## Begin RECORDS PROVIDED

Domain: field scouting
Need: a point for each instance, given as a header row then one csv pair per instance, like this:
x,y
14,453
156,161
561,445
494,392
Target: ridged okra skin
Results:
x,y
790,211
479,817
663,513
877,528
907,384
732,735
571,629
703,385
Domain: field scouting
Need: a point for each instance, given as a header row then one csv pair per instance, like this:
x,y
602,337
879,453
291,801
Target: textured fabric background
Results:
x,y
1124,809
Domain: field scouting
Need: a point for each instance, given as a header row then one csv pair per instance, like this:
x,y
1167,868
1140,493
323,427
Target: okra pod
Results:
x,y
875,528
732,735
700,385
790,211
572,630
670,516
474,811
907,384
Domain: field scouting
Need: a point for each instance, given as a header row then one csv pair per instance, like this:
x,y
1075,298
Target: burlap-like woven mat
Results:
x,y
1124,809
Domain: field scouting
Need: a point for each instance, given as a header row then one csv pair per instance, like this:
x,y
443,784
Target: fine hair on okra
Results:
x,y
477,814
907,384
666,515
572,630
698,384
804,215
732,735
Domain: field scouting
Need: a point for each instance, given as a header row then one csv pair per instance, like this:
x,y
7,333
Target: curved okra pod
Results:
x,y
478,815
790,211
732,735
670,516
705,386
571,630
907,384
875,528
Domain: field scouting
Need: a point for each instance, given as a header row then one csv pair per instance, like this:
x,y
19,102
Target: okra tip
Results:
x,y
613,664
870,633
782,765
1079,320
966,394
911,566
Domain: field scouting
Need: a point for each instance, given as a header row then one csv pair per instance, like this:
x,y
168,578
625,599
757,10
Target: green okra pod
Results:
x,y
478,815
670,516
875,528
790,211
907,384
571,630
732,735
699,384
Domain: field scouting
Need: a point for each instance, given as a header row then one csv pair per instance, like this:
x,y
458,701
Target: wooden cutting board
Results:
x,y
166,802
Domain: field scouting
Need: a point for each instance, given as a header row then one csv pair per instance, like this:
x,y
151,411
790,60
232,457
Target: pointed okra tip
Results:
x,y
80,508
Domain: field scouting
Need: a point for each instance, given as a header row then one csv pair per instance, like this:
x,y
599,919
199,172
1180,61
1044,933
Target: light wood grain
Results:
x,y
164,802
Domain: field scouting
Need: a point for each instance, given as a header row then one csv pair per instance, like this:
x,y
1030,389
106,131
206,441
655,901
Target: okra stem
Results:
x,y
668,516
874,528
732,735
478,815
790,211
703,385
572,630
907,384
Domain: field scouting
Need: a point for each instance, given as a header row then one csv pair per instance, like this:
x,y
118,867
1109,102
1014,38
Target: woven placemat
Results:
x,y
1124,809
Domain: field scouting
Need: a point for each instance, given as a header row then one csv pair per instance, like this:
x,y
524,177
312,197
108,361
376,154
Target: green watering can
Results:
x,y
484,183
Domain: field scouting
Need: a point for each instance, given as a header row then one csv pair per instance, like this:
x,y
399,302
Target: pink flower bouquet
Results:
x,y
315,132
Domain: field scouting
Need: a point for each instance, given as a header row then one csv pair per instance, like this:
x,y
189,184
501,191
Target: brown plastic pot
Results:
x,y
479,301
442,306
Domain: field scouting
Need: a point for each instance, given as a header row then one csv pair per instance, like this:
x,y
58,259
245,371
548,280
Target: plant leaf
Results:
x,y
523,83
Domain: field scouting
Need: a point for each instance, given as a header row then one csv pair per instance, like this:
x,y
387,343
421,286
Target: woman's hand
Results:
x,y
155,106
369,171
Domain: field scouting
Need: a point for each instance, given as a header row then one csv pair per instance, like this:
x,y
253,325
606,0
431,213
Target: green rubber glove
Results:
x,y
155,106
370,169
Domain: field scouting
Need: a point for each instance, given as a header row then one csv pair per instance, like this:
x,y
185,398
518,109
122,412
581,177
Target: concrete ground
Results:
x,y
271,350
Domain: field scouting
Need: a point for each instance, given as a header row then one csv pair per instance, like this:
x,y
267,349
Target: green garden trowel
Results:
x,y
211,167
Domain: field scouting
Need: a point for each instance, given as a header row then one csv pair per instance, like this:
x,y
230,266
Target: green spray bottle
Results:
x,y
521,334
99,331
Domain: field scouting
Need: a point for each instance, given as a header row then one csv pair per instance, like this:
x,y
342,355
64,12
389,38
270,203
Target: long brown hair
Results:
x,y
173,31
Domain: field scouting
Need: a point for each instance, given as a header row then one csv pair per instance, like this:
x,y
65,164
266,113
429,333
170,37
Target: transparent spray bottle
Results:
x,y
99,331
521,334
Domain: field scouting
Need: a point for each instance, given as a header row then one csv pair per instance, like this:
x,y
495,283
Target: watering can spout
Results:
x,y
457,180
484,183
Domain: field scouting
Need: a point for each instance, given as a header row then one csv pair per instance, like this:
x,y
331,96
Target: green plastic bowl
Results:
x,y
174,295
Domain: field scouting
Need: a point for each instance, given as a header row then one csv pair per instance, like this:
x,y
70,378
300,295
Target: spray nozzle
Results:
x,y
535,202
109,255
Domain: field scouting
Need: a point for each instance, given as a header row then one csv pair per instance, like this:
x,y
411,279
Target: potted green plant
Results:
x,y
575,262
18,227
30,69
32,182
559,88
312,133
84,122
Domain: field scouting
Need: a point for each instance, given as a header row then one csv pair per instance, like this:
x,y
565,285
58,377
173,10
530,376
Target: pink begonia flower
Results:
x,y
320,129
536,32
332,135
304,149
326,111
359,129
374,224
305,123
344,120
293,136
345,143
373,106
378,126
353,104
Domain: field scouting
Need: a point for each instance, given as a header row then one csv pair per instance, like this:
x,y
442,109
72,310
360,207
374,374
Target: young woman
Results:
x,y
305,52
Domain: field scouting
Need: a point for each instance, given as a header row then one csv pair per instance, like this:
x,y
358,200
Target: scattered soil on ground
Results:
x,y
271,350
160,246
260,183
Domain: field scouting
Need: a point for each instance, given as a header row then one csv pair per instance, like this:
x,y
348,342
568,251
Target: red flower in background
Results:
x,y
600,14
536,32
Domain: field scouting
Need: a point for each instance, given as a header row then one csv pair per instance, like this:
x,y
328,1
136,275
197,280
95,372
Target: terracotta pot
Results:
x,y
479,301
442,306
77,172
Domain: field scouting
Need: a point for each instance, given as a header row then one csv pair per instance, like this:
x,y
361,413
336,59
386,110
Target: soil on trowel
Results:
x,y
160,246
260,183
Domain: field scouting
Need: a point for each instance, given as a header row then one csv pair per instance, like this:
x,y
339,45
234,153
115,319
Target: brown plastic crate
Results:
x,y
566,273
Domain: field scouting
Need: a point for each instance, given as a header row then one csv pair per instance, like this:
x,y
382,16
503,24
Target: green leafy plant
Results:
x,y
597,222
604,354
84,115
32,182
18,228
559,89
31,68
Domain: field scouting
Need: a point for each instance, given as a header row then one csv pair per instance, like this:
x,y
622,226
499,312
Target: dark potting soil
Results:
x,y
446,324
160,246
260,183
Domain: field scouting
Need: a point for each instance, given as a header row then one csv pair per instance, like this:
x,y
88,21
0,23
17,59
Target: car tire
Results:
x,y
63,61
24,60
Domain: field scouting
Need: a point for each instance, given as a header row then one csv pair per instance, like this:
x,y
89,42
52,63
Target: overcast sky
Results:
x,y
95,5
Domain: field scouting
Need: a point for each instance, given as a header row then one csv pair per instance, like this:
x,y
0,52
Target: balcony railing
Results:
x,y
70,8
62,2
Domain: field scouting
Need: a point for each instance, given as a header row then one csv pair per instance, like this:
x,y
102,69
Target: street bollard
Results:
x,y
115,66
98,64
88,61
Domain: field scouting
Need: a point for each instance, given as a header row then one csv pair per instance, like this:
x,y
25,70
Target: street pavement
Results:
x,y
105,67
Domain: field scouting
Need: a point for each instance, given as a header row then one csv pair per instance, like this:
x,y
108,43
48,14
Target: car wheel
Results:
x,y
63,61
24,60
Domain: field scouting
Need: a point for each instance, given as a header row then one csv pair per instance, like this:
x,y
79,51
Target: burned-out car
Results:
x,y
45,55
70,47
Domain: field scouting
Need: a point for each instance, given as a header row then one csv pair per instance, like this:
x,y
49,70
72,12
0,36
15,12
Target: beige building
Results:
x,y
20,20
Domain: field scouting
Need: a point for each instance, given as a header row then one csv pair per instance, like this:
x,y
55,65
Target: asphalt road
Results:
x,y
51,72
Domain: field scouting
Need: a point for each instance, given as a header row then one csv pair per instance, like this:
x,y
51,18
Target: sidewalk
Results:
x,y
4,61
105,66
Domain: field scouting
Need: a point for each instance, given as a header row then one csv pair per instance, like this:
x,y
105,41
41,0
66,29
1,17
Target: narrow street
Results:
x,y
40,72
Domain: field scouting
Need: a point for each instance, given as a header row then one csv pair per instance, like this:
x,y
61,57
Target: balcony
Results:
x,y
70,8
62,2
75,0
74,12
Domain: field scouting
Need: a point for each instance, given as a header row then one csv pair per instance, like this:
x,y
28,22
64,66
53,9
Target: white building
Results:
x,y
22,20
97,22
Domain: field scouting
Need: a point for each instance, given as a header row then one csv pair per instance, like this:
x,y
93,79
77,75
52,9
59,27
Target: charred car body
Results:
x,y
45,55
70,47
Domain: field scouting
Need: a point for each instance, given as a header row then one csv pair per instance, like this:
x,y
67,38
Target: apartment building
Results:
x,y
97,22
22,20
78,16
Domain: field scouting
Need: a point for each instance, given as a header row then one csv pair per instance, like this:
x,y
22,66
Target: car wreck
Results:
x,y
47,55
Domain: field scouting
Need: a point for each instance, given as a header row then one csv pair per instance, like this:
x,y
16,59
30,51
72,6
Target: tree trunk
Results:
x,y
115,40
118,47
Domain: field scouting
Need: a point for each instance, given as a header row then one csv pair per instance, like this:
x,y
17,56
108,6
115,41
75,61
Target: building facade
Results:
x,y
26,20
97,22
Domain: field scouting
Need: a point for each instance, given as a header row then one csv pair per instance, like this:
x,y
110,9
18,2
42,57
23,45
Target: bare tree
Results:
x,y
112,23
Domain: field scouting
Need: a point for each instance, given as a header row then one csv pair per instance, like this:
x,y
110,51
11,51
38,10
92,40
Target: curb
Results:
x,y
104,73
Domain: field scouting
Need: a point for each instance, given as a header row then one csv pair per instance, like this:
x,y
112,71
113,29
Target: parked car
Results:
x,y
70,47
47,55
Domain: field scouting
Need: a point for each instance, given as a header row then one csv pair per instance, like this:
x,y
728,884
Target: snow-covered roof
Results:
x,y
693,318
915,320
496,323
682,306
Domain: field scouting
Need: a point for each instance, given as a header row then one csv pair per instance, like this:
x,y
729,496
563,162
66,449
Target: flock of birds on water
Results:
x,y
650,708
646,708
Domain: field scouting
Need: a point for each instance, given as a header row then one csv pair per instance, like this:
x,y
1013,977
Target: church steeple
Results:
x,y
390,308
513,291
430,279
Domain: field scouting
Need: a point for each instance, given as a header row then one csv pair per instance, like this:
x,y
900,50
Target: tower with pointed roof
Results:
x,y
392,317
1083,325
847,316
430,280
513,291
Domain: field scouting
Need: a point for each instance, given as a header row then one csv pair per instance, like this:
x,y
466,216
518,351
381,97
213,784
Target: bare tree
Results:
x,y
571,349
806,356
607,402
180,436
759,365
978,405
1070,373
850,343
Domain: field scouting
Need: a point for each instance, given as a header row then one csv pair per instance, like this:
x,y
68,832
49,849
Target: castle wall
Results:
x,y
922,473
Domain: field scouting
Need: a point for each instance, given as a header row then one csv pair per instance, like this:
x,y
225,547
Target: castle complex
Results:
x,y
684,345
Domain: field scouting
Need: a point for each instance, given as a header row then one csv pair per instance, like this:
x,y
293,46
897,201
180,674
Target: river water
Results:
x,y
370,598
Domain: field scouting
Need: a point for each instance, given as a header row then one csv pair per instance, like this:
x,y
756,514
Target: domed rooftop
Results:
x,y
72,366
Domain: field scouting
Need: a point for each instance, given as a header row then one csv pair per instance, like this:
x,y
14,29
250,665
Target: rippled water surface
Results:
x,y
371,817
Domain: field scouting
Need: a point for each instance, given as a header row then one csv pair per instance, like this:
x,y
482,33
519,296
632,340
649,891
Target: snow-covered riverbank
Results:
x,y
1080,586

## End RECORDS PROVIDED

→ **TASK DETAILS**:
Pull out every line of the listing above that contains the string "okra", treating uppercase and lowercase letters as different.

→ **THE OUTPUT**:
Target: ridged okra skin
Target: okra pod
Target: fine hair on okra
Target: curved okra pod
Target: okra tip
Target: green okra pod
Target: pointed okra tip
Target: okra stem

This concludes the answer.